Wohnhaus des Alt-Kanzlers soll Museum werden

Zuhause bei Helmut und Loki Schmidt

Der Schreibtisch von Helmut Schmidt.
Der Schreibtisch von Helmut Schmidt - von hier aus wirkte er als Publizist. © Steffen Hofemann
Von Axel Schröder · 26.04.2018
Im Wohnhaus von Helmut Schmidt in Hamburg-Langenhorn wird derzeit alles inventarisiert, jeder Kugelschreiber, jede Schnupftabakdose und jedes Mitbringsel von Staatsgästen. Ab dem kommenden Jahr soll das Haus des Altkanzlers als Museum fungieren.
Die unscheinbare, winzige Polizeistation neben dem Stahlgittertor ist schon lange nicht mehr besetzt. Über dem Klingelknopf ist ein angelaufenes Messingschild mit dem Namen des einstigen Bewohners angebracht: "Helmut Schmidt". Ulfert Kaphengst, der Sprecher der Bundeskanzler-Helmut-Schmidt-Stiftung, öffnet die Tür. Führt durch den Flur und die Halle ins Wohnzimmer:
"Das Wohnzimmer, wo auf dem Sofa zum Beispiel schon Staatsgäste wie Giscard d’Estaing oder Leonid Breschnew gesessen haben, die hier zu Besuch waren im Privathaus der Schmidts. Das Haus, so ist es auch von den Eheleuten gewollt, ist einer Stiftung vermacht worden, die Stiftung hat auch das Bestreben, das Haus so komplett zu erhalten, mit dem gesamten Inventar. Das heißt, es wird in seinem ursprünglichen Zustand erhalten bleiben und für die Nachwelt bewahrt. So, als ob die Schmidts gerade übers Wochenende in ihrem Ferienhaus am Brahmsee wären."

Bücher, Gemälde und "Ottis Bar"

Vor den Panoramascheiben zum Garten steht ein schwarzer Flügel, über zwei Wände sind Bücherregale voller Kunstbände angebracht, darüber hängen Landschaftsgemälde in Öl. Gleich daneben, in einem kleineren Raum, ist die Hausbar untergebracht. "Ottis Bar".
"Ottis Bar wurde benannt nach einem der Sicherheitsbeamten von Herrn Schmidt, Otti Heuer, der hier dann, wenn man sich hier getroffen hat, die Funktion des Barkeepers übernommen hat. Hier hängt eine Laterne, ein Schiff, hier hängt das Gebiss eines Hais, dann hängt hier zum Beispiel ein Morgenstern oder irgendwelche Masken, Knoten, auch ein Bild."
Der Geschichtsstudent Hendrik Heetlage inventarisiert im Rahmen seiner Masterarbeit das gesamte Wohnhaus der Schmidts.

Zu erledigende Aufgaben ::
(a) Nach wem wurde „Ottis Bar“ im Text über das Wohnhaus von Helmut Schmidt benannt?
(b) Übernimm aus dem Text über das Wohnhaus von Helmut Schmidt wortgetreu die Stelle, die bei "Wohnhaus des Alt-Kanzlers" anfängt und bei "als Museum fungieren." aufhört.
(c) Gib den Absatz, der mit „Im Wohnhaus von Helmut Schmidt in Hamburg-Langenhorn“ beginnt, aus dem Text über das Wohnhaus von Helmut Schmidt als knappe Stichpunktliste wieder.

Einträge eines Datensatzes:
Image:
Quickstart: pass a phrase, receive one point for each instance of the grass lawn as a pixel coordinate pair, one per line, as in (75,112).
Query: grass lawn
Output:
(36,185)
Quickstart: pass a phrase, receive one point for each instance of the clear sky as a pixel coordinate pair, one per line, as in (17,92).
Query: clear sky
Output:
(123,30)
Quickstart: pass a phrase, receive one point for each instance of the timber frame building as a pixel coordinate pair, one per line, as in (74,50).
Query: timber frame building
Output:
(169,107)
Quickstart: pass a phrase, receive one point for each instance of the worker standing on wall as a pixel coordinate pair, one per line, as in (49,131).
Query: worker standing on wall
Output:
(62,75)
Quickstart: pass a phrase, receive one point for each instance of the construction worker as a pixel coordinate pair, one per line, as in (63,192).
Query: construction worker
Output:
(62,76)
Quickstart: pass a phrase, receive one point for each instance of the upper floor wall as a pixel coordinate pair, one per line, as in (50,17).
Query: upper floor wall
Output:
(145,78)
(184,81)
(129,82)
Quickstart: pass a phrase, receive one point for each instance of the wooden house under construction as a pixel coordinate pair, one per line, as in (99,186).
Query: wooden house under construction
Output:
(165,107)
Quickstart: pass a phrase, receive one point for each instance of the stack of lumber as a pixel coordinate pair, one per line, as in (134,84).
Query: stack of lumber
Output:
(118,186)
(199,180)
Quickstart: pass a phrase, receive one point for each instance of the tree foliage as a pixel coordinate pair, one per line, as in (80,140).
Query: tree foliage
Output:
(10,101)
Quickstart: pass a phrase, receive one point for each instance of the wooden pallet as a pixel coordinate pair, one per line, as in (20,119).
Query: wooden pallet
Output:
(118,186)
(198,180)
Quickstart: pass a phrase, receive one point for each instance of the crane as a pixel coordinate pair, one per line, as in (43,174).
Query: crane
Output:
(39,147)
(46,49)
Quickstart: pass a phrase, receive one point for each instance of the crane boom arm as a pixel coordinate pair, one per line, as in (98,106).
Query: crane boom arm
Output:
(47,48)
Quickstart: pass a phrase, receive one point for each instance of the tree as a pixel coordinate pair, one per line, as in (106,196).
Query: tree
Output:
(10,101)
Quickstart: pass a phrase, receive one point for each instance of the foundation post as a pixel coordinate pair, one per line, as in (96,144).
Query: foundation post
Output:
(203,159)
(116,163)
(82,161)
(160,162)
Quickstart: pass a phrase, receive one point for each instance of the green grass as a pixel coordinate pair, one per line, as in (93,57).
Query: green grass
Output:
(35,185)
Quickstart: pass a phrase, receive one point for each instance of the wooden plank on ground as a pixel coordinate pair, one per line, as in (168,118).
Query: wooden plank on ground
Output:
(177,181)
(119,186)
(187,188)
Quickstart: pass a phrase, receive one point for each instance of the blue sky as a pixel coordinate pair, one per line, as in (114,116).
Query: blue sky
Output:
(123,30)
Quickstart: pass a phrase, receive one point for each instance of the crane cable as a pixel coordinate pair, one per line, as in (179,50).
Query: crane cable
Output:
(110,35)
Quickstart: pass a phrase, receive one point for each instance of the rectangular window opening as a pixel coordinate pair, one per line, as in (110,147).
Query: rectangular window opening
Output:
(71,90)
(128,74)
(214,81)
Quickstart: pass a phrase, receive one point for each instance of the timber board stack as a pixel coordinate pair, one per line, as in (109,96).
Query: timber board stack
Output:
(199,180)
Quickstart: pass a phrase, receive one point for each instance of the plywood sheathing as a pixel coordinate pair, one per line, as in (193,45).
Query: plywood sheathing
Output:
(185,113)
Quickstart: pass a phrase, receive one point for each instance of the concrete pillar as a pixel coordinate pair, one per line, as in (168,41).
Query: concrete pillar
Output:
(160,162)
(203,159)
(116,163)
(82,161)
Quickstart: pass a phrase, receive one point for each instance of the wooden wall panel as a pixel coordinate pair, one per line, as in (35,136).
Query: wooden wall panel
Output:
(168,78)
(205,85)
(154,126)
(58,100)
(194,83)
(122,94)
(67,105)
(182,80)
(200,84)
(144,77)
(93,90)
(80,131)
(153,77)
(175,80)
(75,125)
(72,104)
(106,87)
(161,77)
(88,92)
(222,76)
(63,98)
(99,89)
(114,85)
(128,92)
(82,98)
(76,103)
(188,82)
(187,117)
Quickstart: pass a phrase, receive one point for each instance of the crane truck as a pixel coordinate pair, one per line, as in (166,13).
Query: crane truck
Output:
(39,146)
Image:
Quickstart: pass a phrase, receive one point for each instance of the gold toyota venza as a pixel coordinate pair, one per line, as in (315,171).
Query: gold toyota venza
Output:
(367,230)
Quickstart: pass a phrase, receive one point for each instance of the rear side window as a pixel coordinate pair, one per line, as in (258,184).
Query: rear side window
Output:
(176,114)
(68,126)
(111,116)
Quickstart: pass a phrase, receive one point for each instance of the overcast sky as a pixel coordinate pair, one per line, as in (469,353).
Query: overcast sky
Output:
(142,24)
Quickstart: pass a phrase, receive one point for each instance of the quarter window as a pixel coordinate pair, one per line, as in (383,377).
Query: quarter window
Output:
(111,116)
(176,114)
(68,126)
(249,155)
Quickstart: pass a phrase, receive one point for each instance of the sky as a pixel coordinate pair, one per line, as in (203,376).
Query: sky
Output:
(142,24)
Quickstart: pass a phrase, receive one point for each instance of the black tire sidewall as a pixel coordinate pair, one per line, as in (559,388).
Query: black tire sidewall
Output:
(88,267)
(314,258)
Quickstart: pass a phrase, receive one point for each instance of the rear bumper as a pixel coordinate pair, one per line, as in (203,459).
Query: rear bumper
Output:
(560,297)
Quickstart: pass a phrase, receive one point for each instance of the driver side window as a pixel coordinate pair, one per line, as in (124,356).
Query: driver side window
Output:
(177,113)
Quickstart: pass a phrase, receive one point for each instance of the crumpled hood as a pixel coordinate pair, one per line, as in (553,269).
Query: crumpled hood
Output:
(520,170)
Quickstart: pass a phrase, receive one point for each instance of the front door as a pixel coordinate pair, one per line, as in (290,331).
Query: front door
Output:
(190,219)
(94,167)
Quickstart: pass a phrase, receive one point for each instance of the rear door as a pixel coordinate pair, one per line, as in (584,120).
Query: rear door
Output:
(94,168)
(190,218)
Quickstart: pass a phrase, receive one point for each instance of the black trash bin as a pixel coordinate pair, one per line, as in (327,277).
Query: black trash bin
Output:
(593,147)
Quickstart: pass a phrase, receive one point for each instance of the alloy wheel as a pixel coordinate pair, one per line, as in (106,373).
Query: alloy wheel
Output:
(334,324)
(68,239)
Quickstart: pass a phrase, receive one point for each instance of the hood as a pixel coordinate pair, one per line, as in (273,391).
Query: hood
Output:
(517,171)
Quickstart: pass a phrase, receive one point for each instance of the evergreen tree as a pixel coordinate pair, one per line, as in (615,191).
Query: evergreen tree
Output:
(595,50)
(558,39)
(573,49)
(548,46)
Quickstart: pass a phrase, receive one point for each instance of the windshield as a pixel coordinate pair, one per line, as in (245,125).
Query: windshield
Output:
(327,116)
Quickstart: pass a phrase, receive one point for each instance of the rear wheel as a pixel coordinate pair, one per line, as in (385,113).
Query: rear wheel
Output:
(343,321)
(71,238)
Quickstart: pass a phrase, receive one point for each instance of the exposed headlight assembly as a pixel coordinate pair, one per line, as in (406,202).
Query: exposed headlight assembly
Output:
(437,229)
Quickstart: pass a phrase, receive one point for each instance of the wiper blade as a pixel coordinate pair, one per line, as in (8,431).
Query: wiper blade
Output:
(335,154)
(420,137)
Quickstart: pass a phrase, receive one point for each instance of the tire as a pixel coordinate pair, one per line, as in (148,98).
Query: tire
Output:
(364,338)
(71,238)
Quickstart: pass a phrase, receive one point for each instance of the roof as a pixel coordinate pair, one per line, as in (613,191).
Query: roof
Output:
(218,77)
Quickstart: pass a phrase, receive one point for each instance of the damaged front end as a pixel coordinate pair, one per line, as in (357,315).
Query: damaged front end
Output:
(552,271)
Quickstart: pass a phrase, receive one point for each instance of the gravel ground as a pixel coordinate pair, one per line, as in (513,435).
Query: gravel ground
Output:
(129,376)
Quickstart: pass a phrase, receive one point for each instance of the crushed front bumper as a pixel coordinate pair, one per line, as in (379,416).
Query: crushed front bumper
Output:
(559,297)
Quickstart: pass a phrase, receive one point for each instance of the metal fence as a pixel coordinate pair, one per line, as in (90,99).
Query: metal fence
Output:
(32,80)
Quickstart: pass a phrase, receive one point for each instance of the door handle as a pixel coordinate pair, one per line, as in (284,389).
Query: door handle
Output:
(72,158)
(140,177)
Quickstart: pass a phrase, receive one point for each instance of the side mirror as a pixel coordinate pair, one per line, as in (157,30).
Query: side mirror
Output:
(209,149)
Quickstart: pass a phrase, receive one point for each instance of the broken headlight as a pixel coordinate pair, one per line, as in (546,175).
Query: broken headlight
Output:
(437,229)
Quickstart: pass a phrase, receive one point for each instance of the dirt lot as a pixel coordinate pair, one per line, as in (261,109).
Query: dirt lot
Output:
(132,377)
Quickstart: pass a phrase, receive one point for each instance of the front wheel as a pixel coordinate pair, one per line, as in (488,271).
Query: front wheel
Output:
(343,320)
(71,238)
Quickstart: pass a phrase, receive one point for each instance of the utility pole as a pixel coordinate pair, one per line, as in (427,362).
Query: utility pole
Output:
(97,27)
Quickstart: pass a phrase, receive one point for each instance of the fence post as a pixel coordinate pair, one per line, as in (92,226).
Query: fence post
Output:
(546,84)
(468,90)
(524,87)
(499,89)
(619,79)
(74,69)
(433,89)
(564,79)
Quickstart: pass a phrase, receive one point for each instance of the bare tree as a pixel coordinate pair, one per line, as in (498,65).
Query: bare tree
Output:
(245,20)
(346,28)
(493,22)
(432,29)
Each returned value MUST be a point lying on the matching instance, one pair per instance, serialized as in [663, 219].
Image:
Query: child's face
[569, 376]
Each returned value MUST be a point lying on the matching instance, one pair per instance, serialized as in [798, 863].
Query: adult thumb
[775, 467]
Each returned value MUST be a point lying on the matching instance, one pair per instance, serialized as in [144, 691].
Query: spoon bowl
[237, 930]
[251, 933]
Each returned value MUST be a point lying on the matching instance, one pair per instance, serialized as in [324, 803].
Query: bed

Gegebene Antworten ::
(a) Nach Otti Heuer, einem der Sicherheitsbeamten von Helmut Schmidt.

(b)
Wohnhaus des Alt-Kanzlers soll Museum werden

Zuhause bei Helmut und Loki Schmidt

Der Schreibtisch von Helmut Schmidt.
Der Schreibtisch von Helmut Schmidt - von hier aus wirkte er als Publizist. © Steffen Hofemann
Von Axel Schröder · 26.04.2018
Im Wohnhaus von Helmut Schmidt in Hamburg-Langenhorn wird derzeit alles inventarisiert, jeder Kugelschreiber, jede Schnupftabakdose und jedes Mitbringsel von Staatsgästen. Ab dem kommenden Jahr soll das Haus des Altkanzlers als Museum fungieren.

(c)
- Im Wohnhaus von Helmut Schmidt in Hamburg-Langenhorn wird derzeit alles inventarisiert.
- Dazu zählen jeder Kugelschreiber, jede Schnupftabakdose und jedes Mitbringsel von Staatsgästen.
- Ab dem kommenden Jahr soll das Haus als Museum dienen.